**Directions for this task:** Keep only the lines of the material below that contain the word "window". Copy those lines.

(Records begins)

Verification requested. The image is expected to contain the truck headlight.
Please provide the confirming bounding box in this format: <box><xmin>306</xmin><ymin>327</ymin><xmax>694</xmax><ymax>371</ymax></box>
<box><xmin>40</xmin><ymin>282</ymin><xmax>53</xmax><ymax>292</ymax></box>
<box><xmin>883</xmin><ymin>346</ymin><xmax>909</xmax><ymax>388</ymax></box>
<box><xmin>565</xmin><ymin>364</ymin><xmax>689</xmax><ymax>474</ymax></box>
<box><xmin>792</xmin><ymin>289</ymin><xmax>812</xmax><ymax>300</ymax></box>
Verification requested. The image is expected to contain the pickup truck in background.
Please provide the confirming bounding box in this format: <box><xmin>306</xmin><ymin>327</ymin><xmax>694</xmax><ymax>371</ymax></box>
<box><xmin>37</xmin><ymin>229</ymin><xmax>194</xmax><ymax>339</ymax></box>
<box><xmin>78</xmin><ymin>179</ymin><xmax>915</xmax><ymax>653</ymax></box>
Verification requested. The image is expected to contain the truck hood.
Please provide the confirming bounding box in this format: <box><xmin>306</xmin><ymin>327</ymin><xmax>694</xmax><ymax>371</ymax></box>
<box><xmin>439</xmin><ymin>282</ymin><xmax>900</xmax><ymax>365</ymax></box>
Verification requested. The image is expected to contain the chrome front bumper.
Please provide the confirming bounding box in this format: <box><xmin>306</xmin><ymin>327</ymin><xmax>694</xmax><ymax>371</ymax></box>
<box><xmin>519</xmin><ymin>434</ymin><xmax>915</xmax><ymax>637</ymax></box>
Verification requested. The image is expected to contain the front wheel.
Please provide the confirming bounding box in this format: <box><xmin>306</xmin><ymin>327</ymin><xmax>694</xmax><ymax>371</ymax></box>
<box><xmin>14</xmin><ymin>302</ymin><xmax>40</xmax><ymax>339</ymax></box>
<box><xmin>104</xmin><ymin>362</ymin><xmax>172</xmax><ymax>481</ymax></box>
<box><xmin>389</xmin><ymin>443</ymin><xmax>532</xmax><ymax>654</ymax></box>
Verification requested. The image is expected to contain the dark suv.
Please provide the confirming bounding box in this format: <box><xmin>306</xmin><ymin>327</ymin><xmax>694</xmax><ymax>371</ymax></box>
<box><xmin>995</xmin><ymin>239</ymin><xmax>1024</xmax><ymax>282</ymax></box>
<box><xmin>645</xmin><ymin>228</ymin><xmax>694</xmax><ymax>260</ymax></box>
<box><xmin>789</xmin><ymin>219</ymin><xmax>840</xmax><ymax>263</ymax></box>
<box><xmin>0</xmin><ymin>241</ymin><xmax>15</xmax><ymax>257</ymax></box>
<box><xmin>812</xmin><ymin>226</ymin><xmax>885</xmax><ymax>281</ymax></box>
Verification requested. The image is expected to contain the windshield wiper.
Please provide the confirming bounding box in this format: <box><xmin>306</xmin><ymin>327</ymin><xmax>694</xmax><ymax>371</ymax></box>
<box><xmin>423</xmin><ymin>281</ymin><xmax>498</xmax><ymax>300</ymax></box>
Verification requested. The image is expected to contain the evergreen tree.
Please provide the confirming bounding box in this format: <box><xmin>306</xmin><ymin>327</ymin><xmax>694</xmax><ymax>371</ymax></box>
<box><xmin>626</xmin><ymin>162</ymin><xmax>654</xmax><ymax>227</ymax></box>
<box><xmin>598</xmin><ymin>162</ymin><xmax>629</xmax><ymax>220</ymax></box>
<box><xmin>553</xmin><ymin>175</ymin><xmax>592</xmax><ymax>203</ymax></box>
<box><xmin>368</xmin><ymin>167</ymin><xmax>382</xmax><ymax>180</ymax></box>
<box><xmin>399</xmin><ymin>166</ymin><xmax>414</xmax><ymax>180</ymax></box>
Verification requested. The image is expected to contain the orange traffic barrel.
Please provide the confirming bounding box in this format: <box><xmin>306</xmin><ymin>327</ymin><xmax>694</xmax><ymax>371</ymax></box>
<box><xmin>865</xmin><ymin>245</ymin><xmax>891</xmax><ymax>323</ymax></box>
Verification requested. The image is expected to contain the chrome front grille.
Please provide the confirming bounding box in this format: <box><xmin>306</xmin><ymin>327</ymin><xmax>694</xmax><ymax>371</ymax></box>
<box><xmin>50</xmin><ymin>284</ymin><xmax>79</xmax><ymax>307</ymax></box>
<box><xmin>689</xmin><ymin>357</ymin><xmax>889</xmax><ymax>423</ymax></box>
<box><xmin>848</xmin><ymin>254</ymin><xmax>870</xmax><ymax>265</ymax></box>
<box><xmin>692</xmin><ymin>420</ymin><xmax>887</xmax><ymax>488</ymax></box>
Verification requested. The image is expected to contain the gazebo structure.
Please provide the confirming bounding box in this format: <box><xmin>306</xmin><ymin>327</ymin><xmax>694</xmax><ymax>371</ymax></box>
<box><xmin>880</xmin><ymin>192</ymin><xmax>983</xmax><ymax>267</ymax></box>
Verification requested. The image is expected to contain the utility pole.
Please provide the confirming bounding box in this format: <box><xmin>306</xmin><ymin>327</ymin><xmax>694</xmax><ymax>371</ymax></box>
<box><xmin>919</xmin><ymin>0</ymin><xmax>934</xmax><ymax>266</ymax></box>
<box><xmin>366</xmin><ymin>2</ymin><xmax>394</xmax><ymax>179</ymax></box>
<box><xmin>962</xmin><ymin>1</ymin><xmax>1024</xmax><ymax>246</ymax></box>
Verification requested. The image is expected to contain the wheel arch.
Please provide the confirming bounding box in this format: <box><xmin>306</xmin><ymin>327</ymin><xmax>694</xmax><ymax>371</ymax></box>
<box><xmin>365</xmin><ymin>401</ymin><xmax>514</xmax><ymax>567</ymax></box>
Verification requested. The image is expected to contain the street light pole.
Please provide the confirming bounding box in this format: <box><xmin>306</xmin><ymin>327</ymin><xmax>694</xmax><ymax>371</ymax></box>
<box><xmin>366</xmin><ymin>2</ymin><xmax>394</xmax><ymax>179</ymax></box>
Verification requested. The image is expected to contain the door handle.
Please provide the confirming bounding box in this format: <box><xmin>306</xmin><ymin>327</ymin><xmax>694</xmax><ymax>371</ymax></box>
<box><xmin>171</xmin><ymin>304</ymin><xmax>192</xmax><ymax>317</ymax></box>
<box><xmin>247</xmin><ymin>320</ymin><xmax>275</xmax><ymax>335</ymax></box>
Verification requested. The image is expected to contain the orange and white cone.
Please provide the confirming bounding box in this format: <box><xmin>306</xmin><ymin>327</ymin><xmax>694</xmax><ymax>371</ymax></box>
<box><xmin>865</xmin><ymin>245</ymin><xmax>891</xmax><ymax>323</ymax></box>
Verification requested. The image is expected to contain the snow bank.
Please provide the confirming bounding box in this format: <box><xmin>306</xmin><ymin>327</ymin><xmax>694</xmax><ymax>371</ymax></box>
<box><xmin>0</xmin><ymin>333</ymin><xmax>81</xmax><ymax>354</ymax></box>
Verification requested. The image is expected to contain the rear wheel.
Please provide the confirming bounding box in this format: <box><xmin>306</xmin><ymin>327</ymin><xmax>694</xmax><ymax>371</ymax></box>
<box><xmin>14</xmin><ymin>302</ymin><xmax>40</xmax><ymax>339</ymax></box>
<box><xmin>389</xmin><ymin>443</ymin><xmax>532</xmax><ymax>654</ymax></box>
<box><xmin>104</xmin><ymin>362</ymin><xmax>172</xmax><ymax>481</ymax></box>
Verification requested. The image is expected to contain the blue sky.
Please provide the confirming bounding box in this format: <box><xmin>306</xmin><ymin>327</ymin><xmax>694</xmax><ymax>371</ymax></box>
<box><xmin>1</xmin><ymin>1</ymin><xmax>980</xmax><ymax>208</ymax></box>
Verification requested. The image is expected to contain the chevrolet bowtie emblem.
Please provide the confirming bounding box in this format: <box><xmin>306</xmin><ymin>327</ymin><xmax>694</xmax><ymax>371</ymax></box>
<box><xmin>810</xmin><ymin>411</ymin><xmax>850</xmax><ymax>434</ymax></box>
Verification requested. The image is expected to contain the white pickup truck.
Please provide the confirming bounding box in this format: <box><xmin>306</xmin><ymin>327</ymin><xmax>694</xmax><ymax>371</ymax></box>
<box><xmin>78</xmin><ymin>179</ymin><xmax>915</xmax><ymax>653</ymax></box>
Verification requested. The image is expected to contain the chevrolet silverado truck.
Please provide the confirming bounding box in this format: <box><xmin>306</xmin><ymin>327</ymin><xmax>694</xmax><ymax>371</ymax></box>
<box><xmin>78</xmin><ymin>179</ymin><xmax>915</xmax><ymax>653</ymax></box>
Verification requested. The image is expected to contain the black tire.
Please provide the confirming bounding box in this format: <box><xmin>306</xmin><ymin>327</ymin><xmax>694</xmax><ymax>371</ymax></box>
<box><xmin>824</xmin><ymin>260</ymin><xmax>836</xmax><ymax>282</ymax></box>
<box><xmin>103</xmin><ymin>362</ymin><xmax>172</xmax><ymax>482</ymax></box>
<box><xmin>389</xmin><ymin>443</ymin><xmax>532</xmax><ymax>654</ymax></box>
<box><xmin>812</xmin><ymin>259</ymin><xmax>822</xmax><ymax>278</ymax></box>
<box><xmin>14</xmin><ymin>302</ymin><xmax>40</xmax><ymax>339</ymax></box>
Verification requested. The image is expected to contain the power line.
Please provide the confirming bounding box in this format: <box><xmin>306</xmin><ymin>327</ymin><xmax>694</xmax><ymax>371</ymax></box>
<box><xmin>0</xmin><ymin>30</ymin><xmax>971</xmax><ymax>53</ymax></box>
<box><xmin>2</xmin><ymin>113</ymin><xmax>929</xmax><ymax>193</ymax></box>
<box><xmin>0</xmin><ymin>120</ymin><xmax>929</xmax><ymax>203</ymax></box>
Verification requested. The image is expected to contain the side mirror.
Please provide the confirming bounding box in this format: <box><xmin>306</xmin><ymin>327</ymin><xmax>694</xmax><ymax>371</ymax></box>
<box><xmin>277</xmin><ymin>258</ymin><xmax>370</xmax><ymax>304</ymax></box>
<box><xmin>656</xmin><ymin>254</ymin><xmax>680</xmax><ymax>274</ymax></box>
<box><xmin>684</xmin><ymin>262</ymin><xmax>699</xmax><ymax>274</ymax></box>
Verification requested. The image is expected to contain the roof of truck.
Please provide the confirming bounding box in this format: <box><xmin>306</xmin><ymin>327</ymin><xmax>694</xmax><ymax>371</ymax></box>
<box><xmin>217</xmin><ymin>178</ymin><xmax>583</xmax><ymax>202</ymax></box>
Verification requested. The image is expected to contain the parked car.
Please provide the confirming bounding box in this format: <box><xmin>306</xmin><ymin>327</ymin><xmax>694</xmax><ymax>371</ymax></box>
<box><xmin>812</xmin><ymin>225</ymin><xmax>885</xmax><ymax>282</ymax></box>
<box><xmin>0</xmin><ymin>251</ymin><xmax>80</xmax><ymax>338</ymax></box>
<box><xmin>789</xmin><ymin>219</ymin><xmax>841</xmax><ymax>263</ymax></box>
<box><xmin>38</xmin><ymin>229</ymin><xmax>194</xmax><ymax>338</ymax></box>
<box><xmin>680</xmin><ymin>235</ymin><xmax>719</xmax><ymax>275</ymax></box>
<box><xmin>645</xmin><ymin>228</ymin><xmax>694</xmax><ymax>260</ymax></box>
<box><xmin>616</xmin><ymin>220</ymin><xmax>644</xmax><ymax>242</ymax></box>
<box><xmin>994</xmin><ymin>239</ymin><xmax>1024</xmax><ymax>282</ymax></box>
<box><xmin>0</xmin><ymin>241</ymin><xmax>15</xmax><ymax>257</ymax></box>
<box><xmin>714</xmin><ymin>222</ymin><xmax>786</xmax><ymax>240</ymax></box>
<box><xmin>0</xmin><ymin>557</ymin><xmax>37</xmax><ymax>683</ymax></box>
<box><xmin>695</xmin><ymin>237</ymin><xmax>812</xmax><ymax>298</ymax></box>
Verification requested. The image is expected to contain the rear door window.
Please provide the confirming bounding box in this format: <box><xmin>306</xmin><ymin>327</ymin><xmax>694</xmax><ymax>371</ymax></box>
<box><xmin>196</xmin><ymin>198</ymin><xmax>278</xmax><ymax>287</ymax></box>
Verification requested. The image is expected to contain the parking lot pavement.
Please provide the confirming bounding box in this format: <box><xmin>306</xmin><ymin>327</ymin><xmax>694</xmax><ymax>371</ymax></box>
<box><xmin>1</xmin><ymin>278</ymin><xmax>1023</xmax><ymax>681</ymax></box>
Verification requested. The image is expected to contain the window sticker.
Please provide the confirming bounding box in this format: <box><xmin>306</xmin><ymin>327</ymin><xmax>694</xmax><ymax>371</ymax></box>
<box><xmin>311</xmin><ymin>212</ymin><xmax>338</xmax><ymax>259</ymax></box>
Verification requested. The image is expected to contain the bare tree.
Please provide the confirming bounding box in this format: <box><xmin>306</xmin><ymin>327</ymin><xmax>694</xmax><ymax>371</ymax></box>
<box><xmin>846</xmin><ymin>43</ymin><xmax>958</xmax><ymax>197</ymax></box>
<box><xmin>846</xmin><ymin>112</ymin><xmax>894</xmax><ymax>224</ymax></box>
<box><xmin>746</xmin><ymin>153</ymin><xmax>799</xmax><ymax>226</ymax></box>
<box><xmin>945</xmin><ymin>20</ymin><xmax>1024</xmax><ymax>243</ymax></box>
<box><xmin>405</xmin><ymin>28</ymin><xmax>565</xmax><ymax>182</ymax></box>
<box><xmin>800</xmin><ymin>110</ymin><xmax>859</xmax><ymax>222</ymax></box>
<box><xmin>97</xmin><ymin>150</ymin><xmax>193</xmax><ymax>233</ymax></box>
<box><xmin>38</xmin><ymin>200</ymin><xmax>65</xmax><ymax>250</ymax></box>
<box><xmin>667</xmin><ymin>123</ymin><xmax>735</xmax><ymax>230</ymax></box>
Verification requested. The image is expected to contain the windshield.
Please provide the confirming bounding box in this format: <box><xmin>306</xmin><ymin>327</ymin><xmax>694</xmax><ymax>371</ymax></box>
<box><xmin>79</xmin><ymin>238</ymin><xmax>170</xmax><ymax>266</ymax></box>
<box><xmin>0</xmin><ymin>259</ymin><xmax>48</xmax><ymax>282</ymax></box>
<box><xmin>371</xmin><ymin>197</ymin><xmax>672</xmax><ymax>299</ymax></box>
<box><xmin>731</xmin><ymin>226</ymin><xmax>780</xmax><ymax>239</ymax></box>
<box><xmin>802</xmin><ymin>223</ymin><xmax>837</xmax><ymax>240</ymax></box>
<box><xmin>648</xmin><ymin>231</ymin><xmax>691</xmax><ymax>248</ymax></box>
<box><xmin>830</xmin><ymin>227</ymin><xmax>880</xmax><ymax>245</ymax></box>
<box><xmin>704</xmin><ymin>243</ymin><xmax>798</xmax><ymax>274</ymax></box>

(Records ends)

**Task result:**
Verification requested. The image is expected to contain the rear door window.
Verification requested. The image is expected to contain the window sticker.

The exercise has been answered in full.